* **REQUIRED WORK**:
Everything in the records should be repeated exactly, down to the last character.

* **DATASET EXTRACT**:
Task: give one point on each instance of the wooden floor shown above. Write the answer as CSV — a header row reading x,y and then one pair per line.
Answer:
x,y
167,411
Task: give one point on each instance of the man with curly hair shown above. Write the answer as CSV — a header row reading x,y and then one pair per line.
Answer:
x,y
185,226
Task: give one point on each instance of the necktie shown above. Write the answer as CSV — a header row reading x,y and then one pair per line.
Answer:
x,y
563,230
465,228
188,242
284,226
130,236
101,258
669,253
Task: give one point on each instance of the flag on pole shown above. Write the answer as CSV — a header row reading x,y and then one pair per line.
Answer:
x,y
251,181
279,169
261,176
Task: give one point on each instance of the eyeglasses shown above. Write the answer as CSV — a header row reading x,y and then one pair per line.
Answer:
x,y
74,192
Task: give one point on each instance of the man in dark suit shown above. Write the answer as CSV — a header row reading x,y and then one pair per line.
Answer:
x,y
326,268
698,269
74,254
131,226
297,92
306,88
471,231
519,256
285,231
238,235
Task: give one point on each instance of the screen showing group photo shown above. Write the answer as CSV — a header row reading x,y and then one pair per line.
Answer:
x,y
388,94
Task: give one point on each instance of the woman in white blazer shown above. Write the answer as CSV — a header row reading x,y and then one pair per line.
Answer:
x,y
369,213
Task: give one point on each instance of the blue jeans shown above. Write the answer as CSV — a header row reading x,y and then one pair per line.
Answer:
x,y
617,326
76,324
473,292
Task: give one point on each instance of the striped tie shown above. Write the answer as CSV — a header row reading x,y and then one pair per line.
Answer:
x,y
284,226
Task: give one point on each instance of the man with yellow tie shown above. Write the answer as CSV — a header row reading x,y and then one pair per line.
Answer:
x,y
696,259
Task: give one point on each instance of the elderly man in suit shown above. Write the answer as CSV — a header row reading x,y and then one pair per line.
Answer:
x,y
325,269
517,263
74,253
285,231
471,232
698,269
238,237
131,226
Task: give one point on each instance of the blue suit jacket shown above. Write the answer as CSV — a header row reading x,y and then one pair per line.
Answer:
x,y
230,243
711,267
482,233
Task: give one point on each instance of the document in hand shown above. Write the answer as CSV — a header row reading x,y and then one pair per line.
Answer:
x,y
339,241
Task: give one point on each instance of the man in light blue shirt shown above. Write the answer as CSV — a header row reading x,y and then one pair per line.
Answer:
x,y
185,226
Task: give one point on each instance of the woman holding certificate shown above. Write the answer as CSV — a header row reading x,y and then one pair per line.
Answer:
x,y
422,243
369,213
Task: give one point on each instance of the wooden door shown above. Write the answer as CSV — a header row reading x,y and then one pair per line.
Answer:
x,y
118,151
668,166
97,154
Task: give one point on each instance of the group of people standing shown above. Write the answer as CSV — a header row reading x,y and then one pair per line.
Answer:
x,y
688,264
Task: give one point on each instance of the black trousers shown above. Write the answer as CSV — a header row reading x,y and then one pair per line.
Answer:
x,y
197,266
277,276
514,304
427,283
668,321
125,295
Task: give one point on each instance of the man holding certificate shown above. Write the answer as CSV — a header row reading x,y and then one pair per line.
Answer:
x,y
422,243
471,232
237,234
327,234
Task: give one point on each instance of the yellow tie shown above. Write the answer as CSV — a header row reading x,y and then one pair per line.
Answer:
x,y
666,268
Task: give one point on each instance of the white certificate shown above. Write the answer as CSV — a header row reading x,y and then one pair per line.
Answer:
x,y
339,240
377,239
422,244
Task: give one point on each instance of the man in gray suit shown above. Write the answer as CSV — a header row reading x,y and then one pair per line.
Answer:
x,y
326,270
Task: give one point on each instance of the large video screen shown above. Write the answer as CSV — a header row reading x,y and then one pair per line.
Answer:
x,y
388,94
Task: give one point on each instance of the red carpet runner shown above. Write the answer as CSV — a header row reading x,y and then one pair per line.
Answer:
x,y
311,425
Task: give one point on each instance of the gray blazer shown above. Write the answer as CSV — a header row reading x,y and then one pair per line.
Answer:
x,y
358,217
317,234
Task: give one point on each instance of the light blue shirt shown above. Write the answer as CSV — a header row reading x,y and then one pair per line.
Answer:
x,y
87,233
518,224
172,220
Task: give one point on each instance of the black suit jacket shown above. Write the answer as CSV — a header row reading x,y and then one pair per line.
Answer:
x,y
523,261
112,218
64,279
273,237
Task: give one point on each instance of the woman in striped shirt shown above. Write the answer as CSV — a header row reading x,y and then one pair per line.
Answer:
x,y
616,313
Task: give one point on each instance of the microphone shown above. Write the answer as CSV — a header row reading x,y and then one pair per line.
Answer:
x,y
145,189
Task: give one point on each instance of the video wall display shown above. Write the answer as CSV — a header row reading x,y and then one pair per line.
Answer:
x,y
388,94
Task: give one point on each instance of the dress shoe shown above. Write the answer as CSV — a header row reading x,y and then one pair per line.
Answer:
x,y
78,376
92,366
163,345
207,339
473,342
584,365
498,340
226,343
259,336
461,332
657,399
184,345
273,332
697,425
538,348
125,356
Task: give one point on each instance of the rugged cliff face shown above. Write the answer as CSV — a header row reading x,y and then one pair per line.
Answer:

* **YOUR SOLUTION**:
Task: give one point on each instance of the wooden floor shown above. Write the answer as CSV — a header row reading x,y and then one pair per line.
Answer:
x,y
167,411
Task: give one point on each instance of the man with curly hair shown above. Write the answer as CSV — a header row reading x,y and then one pair per line.
Answer:
x,y
185,226
Task: give one point on each instance of the necktie shown above. Write the answer as CSV — a header row reading x,y and then one pair per line.
Answer:
x,y
563,230
465,228
188,242
284,226
130,236
101,258
669,253
Task: give one point on each instance of the flag on pole shown above. Write the answer as CSV — a header row reading x,y and then one pair per line.
Answer:
x,y
251,181
279,169
261,176
Task: give one point on each instance of the eyeglasses shown above. Write the answer as CSV — a header row reading x,y and then one pair per line.
Answer:
x,y
74,192
Task: give one point on each instance of the man in dark suit shown above. Write the answer as CSV — a header row reading x,y and then one pair per line.
Answer:
x,y
326,268
698,269
74,254
131,226
297,92
306,88
471,231
519,256
285,231
238,235
Task: give one point on each instance of the screen showing group photo shown above. Write the answer as CSV — a header row reading x,y and then one pair per line.
Answer:
x,y
388,94
Task: give one point on each instance of the woman in white blazer shown above. Write the answer as CSV — a header row reading x,y and then one pair per line.
Answer:
x,y
369,213
Task: give one point on each instance of the blue jeans shown above. Write the answer as CSV — a header row reading x,y and then one pair per line.
Answer:
x,y
617,326
76,324
473,292
Task: give one point on each instance of the striped tie shown above. Write the answer as CSV — a header row reading x,y and then one pair per line.
Answer:
x,y
284,226
Task: give one point on each instance of the man with yellow tie shown above. Write the answer as CSV — a header row reading x,y and then one pair per line.
Answer:
x,y
696,259
Task: give one point on each instance of the elderly man in suit shown above. Write the answer as CSV — a header row reading x,y and then one pair per line.
Answer:
x,y
325,269
517,263
74,253
285,231
471,232
698,269
238,237
131,226
Task: give one point on each instance of the blue suit jacket shown above. Write the answer as CSV — a header row reading x,y and then one pair per line.
Answer:
x,y
230,243
711,267
482,233
Task: give one point on each instance of the document in hand shown above. Write the answer as CSV — a header row reading x,y and then one pair per line.
Answer:
x,y
339,241
Task: give one point on each instance of the man in light blue shirt shown above. Write the answer as CSV — a header row reading x,y and then one pair per line.
Answer:
x,y
185,226
Task: give one point on each instance of the woman holding certificate shown above. Write the answer as CSV — a header row reading x,y and then one pair per line.
Answer:
x,y
422,243
369,213
Task: give one point on each instance of the wooden door shown above. Write the answer as CSV — a header row reading x,y and then one pair per line.
Answer:
x,y
118,151
668,166
97,154
Task: give one point on each instance of the group of people standing shown above. Write the answer as CSV — a header row reading x,y and then one pair per line.
Answer:
x,y
688,264
Task: give one point on each instance of the black trousers shown above. Write the answer as CSV — a header row reading x,y and then one pair per line.
Answer:
x,y
197,266
277,276
514,304
427,283
668,321
125,295
Task: give one point on each instance of the man holding certificate shown above. Write the answer as CSV — a header row reading x,y and then one pair per line.
Answer:
x,y
422,243
471,232
237,234
327,234
Task: give one point on each instance of the yellow tie shown above. Write the answer as CSV — a header row reading x,y and then one pair per line.
Answer:
x,y
666,268
Task: give one point on each instance of the white certificate shown above. Write the answer as CSV — a header row reading x,y and then one pair per line.
Answer:
x,y
339,240
377,239
422,244
Task: give one point on each instance of the man in gray suit shown above. Write the answer as CSV — a header row reading x,y and then one pair per line.
Answer:
x,y
326,270
Task: give one point on each instance of the large video screen shown above. Write the answer as CSV — a header row reading x,y and then one pair per line.
Answer:
x,y
388,94
Task: give one point on each instance of the red carpet runner shown above. Write the answer as CSV — a header row reading x,y and then one pair per line.
Answer:
x,y
311,425
Task: give one point on each instance of the gray blazer shown above. Write the answer as CSV — a header row reading x,y and then one pair per line.
Answer:
x,y
358,217
317,234
Task: give one point on each instance of the light blue shirt shown above. Write the answer as CSV — a header row reading x,y and then one pair per line.
Answer:
x,y
87,233
518,224
172,220
Task: give one point on each instance of the black suit jacket shown above. Write the answer as CSV — a header row reading x,y and then one pair per line.
Answer:
x,y
523,261
112,218
64,279
273,237
Task: give one point on each instance of the woman in striped shirt shown above. Write the answer as CSV — a header row reading x,y and then one pair per line.
Answer:
x,y
616,313
Task: give one point on each instance of the microphone shown above. Write the answer as CSV — a header row reading x,y and then one pair per line.
Answer:
x,y
145,189
Task: give one point on each instance of the video wall display shown above. Write the answer as CSV — a header row reading x,y and then one pair per line.
Answer:
x,y
388,94
Task: give one point on each instance of the dress shoe shown above. Write the answer as CSV — a header row reading x,y and then one pair per line.
Answer:
x,y
78,376
92,366
163,345
207,339
473,342
584,365
498,340
226,343
259,336
461,332
657,399
184,345
273,332
697,425
538,348
125,356
Task: give one point on each instance of the rugged cliff face shown above. Write the answer as CSV — a header row reading x,y and then one pair per line.
Answer:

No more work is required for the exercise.